== SCHRIFTLICHE AUFGABE ==
Stelle die Zeilen ab der Zeile mit „Q: For each instance of the grass in“ bis zum Ende des Materials, beide Enden eingeschlossen, als Markdown-Tabelle mit den Spalten „Nr“ und „Zeile“ dar. Leerzeilen entfallen.

== Zeilen aus einem Datensatz ==
○ ○ ○ ○ ○
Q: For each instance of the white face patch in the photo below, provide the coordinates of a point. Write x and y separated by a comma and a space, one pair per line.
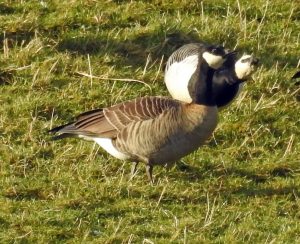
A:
106, 144
177, 78
214, 61
244, 69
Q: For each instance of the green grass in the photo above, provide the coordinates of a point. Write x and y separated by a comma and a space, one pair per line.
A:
242, 187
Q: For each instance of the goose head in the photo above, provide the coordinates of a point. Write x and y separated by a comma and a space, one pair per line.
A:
228, 81
215, 56
245, 66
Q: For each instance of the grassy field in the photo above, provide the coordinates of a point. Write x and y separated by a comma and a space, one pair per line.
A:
242, 187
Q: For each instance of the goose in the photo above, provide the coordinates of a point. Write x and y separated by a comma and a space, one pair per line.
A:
154, 130
296, 75
183, 70
236, 72
231, 70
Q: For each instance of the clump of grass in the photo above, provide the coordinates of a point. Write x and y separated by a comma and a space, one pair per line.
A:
241, 187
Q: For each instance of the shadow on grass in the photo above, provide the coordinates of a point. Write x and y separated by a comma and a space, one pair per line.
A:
5, 9
16, 38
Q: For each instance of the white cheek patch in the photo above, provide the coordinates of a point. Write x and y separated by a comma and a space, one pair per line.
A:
243, 70
214, 61
177, 78
106, 144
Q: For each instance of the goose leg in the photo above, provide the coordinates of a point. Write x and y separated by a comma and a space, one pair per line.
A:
149, 169
133, 169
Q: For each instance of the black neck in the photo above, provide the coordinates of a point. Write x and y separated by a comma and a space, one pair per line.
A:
201, 87
213, 88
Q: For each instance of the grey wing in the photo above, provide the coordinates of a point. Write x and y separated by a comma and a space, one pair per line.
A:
109, 122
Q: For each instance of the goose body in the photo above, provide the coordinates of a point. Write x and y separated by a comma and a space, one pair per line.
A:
153, 130
185, 72
183, 68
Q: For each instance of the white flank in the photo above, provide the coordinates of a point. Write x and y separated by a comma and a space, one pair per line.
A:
106, 144
214, 61
178, 76
243, 70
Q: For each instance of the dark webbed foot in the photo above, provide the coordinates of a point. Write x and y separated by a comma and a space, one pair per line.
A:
134, 168
149, 169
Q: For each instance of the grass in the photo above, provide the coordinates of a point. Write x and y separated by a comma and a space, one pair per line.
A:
242, 187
○ ○ ○ ○ ○
== ANTWORT ZUR AUFGABE ==
| Nr | Zeile |
|---|---|
| 1 | Q: For each instance of the grass in the photo above, provide the coordinates of a point. Write x and y separated by a comma and a space, one pair per line. |
| 2 | A: |
| 3 | 242, 187 |